In den 90er-Jahren heiratete Tschi, sein Sohn Ignat wurde geboren. "Mein Junge ist ein Tennistalent", sagt er. In Barnaul habe der Junge alle Pokale gewonnen. Jetzt reist Jewgenij Tschi mit Ehefrau Galina und dem inzwischen 17 Jahre alten Sohn quer durch Europa zu wichtigen Turnieren. "Seit Mai ist Ignat beim SV Blankenese", sagt der Vater. Sein Sohn zähle zu den besten Hamburger Spielern in seiner Altersklasse. "Gerade hat er den Hamburger Stadtpokal gewonnen", sagt Tschi. Am kommenden Wochenende geht es zu einem internationalen Turnier nach Prag.

Wenn zwischen Spiel, Satz und Sieg noch Zeit bleibt, setzt sich Tschi in die Fußgängerzone einer norddeutschen Stadt und spielt. Derzeit lebt die Familie bei Freunden in Hamburg-Tonndorf.

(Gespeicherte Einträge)
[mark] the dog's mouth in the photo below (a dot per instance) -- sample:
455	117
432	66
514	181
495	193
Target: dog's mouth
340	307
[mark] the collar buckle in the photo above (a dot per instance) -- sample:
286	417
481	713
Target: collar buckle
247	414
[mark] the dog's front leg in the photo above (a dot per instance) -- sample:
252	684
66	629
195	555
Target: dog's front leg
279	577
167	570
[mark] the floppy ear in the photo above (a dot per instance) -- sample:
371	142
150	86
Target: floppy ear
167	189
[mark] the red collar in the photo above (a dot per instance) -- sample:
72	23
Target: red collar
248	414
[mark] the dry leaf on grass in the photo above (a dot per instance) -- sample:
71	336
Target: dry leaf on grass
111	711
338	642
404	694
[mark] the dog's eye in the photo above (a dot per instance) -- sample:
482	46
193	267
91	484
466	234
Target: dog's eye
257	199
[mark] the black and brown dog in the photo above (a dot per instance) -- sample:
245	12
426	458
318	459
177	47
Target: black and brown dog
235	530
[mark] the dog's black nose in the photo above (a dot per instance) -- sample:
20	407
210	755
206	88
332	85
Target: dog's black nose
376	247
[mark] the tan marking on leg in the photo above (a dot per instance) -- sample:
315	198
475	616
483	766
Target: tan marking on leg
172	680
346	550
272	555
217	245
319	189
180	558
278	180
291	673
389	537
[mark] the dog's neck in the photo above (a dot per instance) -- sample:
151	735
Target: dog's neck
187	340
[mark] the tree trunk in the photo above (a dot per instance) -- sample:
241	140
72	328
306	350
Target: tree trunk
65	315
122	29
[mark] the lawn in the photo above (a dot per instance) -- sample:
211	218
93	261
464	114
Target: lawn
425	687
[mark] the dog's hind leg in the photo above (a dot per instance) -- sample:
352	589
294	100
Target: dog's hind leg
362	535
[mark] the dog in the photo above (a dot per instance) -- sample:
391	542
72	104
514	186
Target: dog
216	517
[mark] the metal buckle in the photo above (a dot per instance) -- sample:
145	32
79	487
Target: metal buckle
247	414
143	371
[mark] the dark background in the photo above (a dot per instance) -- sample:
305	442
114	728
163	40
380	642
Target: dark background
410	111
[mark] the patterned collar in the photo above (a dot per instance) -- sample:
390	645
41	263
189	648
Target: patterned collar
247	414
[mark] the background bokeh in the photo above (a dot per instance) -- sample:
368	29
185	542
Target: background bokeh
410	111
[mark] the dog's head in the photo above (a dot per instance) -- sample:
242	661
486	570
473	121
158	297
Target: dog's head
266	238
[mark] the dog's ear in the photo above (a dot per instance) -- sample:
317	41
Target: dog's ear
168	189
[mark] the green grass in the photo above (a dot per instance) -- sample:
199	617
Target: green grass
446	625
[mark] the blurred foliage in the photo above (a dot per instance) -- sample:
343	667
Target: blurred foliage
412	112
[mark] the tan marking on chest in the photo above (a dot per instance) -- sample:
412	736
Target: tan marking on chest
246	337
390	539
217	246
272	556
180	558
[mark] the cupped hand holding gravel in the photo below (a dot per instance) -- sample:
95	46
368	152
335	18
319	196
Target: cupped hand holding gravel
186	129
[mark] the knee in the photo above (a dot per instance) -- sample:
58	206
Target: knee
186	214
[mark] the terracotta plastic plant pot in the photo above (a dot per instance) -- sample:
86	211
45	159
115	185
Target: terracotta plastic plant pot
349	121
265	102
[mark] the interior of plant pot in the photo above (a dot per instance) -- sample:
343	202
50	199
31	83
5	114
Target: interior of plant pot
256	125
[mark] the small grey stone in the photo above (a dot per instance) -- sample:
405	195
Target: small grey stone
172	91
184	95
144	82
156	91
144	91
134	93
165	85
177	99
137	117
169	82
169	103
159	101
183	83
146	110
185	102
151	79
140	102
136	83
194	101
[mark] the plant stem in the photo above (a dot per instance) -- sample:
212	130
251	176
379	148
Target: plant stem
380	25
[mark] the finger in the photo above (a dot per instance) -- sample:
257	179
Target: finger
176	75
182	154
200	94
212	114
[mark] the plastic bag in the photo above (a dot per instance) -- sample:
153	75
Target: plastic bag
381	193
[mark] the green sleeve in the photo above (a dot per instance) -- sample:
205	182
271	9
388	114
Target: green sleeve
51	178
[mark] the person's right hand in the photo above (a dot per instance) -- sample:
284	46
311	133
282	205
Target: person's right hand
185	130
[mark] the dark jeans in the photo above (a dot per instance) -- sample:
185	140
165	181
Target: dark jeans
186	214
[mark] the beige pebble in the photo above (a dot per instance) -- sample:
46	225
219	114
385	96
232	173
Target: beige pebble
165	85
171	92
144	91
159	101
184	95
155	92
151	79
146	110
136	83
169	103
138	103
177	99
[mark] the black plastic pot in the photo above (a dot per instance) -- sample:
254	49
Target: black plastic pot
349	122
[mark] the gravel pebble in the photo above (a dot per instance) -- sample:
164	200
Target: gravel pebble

• [Aufgaben]:
- A) Bei welchem Verein spielt Ignat laut dem Text über die Familie Tschi seit Mai?
- B) Schreibe den Text über die Familie Tschi nach seinem letzten Satz weiter.

• [Lösungen]:
- A) Beim SV Blankenese.

- B)
"Es macht mich glücklich, wenn Menschen von meiner Musik berührt werden", sagt er. Oft werde er von Passanten angesprochen. "Sie sagen dann, mein Spiel entspanne sie." Besonders begeisterte Zuhörer kaufen ihm dann eine CD ab, die er in Eigenregie produziert hat. Andere laden ihn zu einem Privatkonzert zu sich nach Hause, einem Jubiläum oder einer anderen Feierlichkeit ein.

Selbst hört und spielt Jewgenij Tschi am liebsten Weltmusik. "Die Mischung aus Klassik und elektronischer Musik, aus westlichen und östlichen Einflüssen fasziniert mich." Auch Folkmusik aus Afrika, Asien und Europa liebt er. Begeistert sammelt Tschi, der in Barnaul eine Musikschule betreibt, auch Musikinstrumente aus aller Welt. "Meine neueste Errungenschaft ist ein Hang", sagt er. Das Musikinstrument sieht aus wie zwei aneinander geklebte Woks. Die aus Stahlblech bestehenden Halbkugelsegmente klemmt sich der Spieler zwischen die Beine und spielt sie ähnlich einer Trommel mit den Händen. Die Klänge erinnern an karibische Steel Drums oder einen buddhistischen Gong.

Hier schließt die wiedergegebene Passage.